#### [Brano citato]
------------

Biennale di Venezia: superficialità totale anche nell’arte – By Ilia

Come si legge sul Corriere è al via la Biennale di Venezia, con l’esposizione delle opere d’arte di diversi artisti contemporanei, di cui si possono vedere alcune immagini all’interno del articolo.
Tra le più provocatorie si possono ammirare finti cadaveri avvolti in un telo (il tutto in marmo di Carrara), un corpo di gomma che come morto galleggia in una piscina, specchi infranti, ed altre cose alquanto innaturali e talvolta decisamente sgradevoli.
La superficialità dilagante di questa epoca, di cui ha più volte parlato Franz, non può non coinvolgere anche l’arte, allontanandola sempre di più da un’idea di armonia e dal tentativo dell’artista non solo di esprimere se stesso, ma anche di suscitare nello spettatore qualcosa che lo emozioni profondamente, in grado a volte anche di elevarlo.

------------

#### [Materiale fornito]

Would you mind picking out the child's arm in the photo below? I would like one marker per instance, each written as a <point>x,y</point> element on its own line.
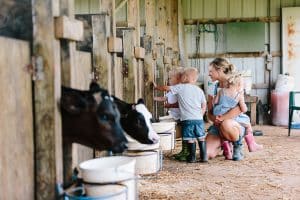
<point>217,97</point>
<point>242,103</point>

------------

#### [Attività da svolgere]
A) Traduci in inglese questa frase del brano sulla Biennale di Venezia: "Tra le più provocatorie si possono ammirare finti cadaveri avvolti in un telo (il tutto in marmo di Carrara), un corpo di gomma che come morto galleggia in una piscina, specchi infranti, ed altre cose alquanto innaturali e talvolta decisamente sgradevoli."
B) Scrivi la parte successiva del brano sulla Biennale di Venezia, ripartendo subito dopo la sua ultima frase.

#### [Risultati per attività]
A) Among the most provocative works, one can admire fake corpses wrapped in a sheet (all of it in Carrara marble), a rubber body floating as if dead in a swimming pool, shattered mirrors, and other rather unnatural and at times decidedly unpleasant things.

B)
Da ormai molto tempo l’arte ha perso contatto con la conoscenza vera, quella conoscenza di principi e di metodologie che permette a chiunque la possegga di produrre in maniera scientifica e riproducibile effetti sulla materia, sull’emotivo e sulla mente dello spettatore.
Pensiamo per esempio alle cattedrali gotiche, alla sensazione che sono in grado di provocare in chiunque vi entri all’interno e sia minimente in uno stato di ascolto rispetto all’ambiente, indipendentemente dal collegamento soggettivo di trovarsi in un luogo di culto.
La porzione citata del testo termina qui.